- **PASSAGE**:

Content starts

Soykandar: Our advisory services are fundamentally open to all clients. We do, however, have products and services - such as private market concepts - that only make sense for larger sums. On a monthly basis, we are currently acquiring new products and services through in-house developments or strategic partnerships. The key point: it must fit into a strategic asset allocation and ultimately align with the goal to grow together with our clients.

In liquid asset management, you have Yellowfin, an asset management subsidiary in-house that explicitly addresses UHNW clients. How does the collaboration work?
Ahlhorn: In Asset and Wealth Management, the Bank relies on its own very successful asset management and a modular multi-boutique model. Whether Yellowfin, Aquila Capital for investments in renewable energy and sustainable infrastructure projects or Commerz Real - we can offer internal corporate and boutique solutions for all relevant asset classes and, if needed, additional solutions through our numerous cooperation partners. We, as UHNWI & FO, act as intermediaries. The client decides which solution is ultimately chosen. One thing is clear: our boutiques must prove themselves in benchmark comparisons.

Last year, alongside your institution, Deutsche Bank, Hypovereinsbank and Merck Finck announced UHNWI strategies. Where does the seemingly great appetite for the UHNWI business come from? Is it the simple equation: high wealth equals high margins?
Soykandar: The demands of clients are becoming increasingly complex, we are currently witnessing many wealth transfers and company sales. The next generation wants to invest sustainably. UHNWIs increasingly have international investments; wealth controlling should no longer encompass only liquid assets but the entire asset allocation. Some banks recognise this and are restructuring to meet the emerging advisory needs.

How can one differentiate in this segment? All providers in the UHNWI business claim to offer the complete package.
Ahlhorn: We have already discussed some points of our offering. The biggest challenge for most of our competitors is to earn and then maintain the trust of clients in the long-term. Commerzbank has been a partner of the German SME sector for several decades. Our market leadership in the SME sector in Germany ideally is also an USP, but at least an entry ticket in the UHNWI business. Furthermore, we are ready to finance large real estate or infrastructure transactions. This additionally makes us attractive to the target group.

Commerzbank’s strategy through 2028 formulated ambitious growth and return goals. How do you intend to contribute?
Ahlhorn: This year, we will expand our holistic advisory model. In addition to expanding our loan book for the target group, specialised products in private market investments are the focus. We have already sat on the other side of the table as investors and know that standards rarely lead to success - focusing on the small and mid-cap sector or specialised niche providers is not something everyone offers. On the service side, we focus on generational transitions and security. How do I protect my family and assets? How can I introduce the next generation to the wealth? A keyword is family governance. For us, it is both a commitment and passion to connect our clients with each other through joint events and masterclasses. This also applies to access to an exclusive network of service providers such as notaries, lawyers, and experts in the field of health care.

All in all, does it mean advisors in the UHNWI segment need much broader competencies?

Content ends

- **DATA EXTRACTS**:
Content starts

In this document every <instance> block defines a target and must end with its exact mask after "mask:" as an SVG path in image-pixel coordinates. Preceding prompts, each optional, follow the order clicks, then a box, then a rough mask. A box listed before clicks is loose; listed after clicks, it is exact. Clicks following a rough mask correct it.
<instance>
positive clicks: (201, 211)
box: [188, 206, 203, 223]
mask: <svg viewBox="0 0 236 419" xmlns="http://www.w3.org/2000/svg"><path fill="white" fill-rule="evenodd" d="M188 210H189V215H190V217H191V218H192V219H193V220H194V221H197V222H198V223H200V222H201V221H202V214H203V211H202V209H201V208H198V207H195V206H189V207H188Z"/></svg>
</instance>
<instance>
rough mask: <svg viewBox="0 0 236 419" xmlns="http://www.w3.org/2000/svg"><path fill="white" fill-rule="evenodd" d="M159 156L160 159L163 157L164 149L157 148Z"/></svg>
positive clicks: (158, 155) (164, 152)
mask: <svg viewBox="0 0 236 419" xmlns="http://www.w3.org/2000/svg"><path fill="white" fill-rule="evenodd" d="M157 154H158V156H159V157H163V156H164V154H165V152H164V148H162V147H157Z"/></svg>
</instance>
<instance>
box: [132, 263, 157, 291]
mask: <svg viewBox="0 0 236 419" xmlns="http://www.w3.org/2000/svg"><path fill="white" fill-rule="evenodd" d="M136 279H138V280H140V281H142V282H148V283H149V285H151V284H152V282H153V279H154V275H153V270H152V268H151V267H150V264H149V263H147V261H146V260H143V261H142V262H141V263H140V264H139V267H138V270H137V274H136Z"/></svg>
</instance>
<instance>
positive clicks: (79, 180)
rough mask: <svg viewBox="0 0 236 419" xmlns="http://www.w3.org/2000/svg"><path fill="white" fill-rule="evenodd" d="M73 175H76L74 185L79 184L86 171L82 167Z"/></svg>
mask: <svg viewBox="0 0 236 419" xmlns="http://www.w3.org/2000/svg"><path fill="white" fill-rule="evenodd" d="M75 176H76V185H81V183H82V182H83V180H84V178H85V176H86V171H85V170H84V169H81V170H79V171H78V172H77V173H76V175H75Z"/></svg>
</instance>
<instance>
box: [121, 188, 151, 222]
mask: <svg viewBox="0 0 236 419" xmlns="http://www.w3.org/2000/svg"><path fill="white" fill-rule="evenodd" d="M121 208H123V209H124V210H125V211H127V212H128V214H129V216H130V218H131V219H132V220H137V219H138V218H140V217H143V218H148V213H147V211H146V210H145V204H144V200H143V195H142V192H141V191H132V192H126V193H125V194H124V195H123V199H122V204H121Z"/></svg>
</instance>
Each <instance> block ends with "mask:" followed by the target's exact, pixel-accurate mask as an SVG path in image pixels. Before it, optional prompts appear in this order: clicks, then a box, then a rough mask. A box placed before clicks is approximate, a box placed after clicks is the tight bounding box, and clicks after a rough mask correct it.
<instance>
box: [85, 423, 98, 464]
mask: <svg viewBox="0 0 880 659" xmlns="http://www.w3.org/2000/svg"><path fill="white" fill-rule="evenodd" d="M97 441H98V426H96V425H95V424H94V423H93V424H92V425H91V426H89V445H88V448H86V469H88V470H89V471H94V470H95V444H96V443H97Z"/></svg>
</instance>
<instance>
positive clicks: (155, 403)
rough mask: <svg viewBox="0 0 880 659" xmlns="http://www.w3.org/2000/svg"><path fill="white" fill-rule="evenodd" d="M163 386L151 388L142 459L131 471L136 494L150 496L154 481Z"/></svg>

Content ends

- **EXERCISE SET**:
• a. In the Commerzbank interview, list the companies Ahlhorn names when describing the Bank's internal corporate and boutique solutions.
• b. Reproduce the part of the Commerzbank interview starting with "Last year, alongside" and going on through "emerging advisory needs.".

- **YOUR WRITTEN ANSWERS**:
• a.
- Yellowfin
- Aquila Capital
- Commerz Real

• b.
Last year, alongside your institution, Deutsche Bank, Hypovereinsbank and Merck Finck announced UHNWI strategies. Where does the seemingly great appetite for the UHNWI business come from? Is it the simple equation: high wealth equals high margins?
Soykandar: The demands of clients are becoming increasingly complex, we are currently witnessing many wealth transfers and company sales. The next generation wants to invest sustainably. UHNWIs increasingly have international investments; wealth controlling should no longer encompass only liquid assets but the entire asset allocation. Some banks recognise this and are restructuring to meet the emerging advisory needs.